▸ Consigne 1
Relevez chaque ligne des entrées qui contient la chaîne "truck", en tenant compte de la casse.

Au cours des deux dernières décennies, la publication de caricatures et de films controversés visant l'islam et le prophète Mohammad a déclenché des protestations enflammées et des affrontements violents dans le monde entier, y compris au Liban.
Le 29 juin dernier, Salwan Momika, un réfugié irakien chrétien de 37 ans, a déchiré et mis le feu à des pages du livre saint de l'islam à Stockholm au cours d'une manifestation autorisée par la police, alors que les musulmans célébraient la fête de l'Adha.
L'incident, qui s'est déroulé devant la mosquée centrale de Stockholm, a suscité nombre de condamnations et protestations dans l'ensemble du monde musulman, notamment des critiques de la part de personnalités religieuses et de partis libanais.
Le 7 juillet, quelques dizaines de personnes, dont des dignitaires religieux, se sont rassemblées devant la mosquée al-Amine, dans le centre de Beyrouth, pour exprimer leur mécontentement face à cet acte provocateur.
Mercredi, un mini-rassemblement a été autorisé par la police suédoise, où le Coran a été piétiné mais non brûlé comme prévu. Dès le lendemain de cet incident, le secrétaire général du Hezbollah Hassan Nasrallah a appelé à l'expulsion de l'ambassadrice de Suède au Liban et à des manifestations. Plusieurs centaines de personnes ont répondu vendredi à cet appel à manifester dans la banlieue-sud de Beyrouth.

▸ Consigne 2
Poursuivez l'article sur l'autodafé du Coran à Stockholm et les réactions au Liban après sa dernière phrase.

▸ Liste des entrées
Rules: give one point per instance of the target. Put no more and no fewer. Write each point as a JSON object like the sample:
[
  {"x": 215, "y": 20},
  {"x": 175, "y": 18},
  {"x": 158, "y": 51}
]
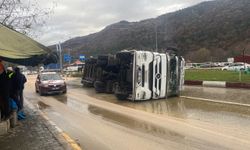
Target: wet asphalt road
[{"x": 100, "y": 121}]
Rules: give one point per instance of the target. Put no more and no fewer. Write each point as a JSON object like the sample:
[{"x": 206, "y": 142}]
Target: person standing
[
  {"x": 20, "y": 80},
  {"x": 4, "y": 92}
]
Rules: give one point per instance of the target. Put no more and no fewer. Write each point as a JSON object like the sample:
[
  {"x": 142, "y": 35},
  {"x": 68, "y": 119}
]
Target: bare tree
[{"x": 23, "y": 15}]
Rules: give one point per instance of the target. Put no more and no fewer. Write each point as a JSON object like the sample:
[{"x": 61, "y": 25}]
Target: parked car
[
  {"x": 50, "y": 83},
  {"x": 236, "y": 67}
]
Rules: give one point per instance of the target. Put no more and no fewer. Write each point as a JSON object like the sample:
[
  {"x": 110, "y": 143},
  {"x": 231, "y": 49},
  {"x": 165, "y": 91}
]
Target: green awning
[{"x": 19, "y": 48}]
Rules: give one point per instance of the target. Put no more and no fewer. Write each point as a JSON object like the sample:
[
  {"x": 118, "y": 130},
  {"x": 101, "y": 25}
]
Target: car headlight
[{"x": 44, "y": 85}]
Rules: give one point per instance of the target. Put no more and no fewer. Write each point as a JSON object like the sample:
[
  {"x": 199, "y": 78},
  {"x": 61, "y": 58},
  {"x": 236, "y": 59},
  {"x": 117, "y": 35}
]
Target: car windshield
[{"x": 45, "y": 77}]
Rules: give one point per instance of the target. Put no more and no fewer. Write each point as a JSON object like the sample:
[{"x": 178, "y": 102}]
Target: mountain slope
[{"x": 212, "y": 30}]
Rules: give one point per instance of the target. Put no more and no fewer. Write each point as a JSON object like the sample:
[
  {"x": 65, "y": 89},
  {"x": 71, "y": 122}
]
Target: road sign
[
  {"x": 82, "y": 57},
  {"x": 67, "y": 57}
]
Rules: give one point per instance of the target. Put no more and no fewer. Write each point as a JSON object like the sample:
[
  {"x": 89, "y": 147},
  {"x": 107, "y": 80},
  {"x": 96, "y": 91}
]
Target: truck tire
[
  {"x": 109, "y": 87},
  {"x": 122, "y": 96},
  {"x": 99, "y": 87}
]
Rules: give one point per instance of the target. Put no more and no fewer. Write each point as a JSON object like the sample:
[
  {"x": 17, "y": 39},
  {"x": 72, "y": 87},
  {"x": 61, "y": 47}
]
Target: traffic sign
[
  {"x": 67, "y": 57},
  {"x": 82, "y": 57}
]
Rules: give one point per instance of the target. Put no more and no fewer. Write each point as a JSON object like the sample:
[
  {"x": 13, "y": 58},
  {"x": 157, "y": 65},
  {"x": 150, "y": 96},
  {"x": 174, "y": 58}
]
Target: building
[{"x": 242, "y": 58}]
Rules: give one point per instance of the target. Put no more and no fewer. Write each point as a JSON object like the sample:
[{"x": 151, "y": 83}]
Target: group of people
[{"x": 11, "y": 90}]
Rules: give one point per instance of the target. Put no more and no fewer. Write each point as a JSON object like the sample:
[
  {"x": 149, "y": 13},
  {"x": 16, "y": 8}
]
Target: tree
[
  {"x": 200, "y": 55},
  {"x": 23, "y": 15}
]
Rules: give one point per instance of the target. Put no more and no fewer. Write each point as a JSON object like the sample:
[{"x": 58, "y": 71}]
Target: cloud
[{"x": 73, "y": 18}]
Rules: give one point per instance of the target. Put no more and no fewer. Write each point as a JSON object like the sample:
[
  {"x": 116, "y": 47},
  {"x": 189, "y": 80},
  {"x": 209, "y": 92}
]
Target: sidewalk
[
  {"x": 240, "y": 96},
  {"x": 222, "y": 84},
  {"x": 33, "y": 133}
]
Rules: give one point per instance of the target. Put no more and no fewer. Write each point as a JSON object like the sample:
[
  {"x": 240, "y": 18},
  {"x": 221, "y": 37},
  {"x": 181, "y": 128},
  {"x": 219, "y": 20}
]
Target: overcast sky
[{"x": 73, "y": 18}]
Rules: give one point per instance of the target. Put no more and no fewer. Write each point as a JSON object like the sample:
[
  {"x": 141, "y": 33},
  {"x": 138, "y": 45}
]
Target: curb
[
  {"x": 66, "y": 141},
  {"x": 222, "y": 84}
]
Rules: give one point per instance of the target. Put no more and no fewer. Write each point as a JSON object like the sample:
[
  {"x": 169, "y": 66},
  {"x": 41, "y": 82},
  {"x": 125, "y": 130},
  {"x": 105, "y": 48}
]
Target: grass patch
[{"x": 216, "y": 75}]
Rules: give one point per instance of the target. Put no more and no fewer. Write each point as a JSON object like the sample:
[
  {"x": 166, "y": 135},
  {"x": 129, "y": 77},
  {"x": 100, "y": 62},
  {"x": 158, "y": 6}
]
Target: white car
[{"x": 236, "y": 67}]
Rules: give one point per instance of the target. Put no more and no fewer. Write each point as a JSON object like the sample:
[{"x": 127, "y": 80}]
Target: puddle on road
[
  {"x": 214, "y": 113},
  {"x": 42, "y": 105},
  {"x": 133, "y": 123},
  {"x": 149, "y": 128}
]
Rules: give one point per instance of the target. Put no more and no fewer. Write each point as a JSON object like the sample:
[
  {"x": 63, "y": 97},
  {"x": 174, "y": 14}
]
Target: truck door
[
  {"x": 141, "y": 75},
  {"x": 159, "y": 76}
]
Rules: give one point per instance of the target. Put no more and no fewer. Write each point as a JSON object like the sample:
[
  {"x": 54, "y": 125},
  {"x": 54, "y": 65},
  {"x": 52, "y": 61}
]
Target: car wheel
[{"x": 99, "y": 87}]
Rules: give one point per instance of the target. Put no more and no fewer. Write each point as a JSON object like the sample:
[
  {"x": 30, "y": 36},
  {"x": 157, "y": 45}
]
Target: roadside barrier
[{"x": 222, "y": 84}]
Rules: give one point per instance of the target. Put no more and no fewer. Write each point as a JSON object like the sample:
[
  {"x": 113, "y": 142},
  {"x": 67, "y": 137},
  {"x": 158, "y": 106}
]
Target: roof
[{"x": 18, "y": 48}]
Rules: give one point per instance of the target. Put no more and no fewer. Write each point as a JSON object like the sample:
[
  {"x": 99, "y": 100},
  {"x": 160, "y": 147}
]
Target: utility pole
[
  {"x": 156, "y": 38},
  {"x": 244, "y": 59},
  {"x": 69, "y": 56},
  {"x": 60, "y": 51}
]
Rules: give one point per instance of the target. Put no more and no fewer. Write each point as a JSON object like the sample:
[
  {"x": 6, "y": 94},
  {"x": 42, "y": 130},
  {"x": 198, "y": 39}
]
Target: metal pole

▸ Bonne réponse 1
Target: truck tire
Target: truck door

▸ Bonne réponse 2
Nous examinons ci-après les réactions libanaises indignées face aux caricatures danoises controversées représentant le prophète Mohammad en 2006, ainsi que les réactions suscitées par le film Innocence of Muslims en 2012 et les caricatures provocatrices de l'hebdomadaire satirique français Charlie Hebdo en 2015.
2006 : les caricatures danoises controversées
En 2006, le Liban a été le théâtre d'émeutes et de violences à la suite de la publication de caricatures danoises controversées représentant le Prophète.
Quelques mois plus tôt, le 30 septembre 2005, le journal danois Jyllands-Posten avait publié une série de 12 caricatures, considérées comme offensantes par de nombreux musulmans en raison de l'enseignement islamique qui interdit les représentations graphiques du Prophète.
Des manifestants en colère ont protesté au Liban le 5 février 2006 pour exprimer leur indignation. Le consulat du Danemark à Beyrouth a même été incendié. L'incident a débouché sur de violents affrontements avec les forces de sécurité libanaises et des dégâts matériels ont été observés dans plusieurs quartiers de Beyrouth.
La marche pacifique dans le centre de Beyrouth s'est rapidement transformée en troubles lorsqu'un groupe dissident s'est dirigé vers un immeuble abritant les missions autrichienne et danoise.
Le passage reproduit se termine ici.